*YOUR INSTRUCTIONS:* Put the listing's lines, from its first line through the line containing "[[152, 330, 229, 375]]", into a Markdown table with the columns Row and Line. Give each line its row number and leave out blank lines.

*A run of records:*
· · ·
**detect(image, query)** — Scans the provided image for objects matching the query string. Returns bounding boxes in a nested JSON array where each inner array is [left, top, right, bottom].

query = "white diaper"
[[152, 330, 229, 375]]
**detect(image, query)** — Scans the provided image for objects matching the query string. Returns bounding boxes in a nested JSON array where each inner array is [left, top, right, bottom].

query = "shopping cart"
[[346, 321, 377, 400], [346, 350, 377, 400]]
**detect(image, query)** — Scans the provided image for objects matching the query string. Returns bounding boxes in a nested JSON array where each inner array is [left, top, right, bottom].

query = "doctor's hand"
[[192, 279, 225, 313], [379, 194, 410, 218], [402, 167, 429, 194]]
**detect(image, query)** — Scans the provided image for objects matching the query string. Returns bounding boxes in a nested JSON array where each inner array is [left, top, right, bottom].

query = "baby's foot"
· · ·
*RESULT:*
| Row | Line |
|---|---|
| 1 | **detect(image, query)** — Scans the provided image for objects matching the query string. Returns bounding boxes in a nested JSON array where each inner array is [left, top, right, bottom]. |
| 2 | query = "white diaper" |
| 3 | [[152, 330, 229, 375]] |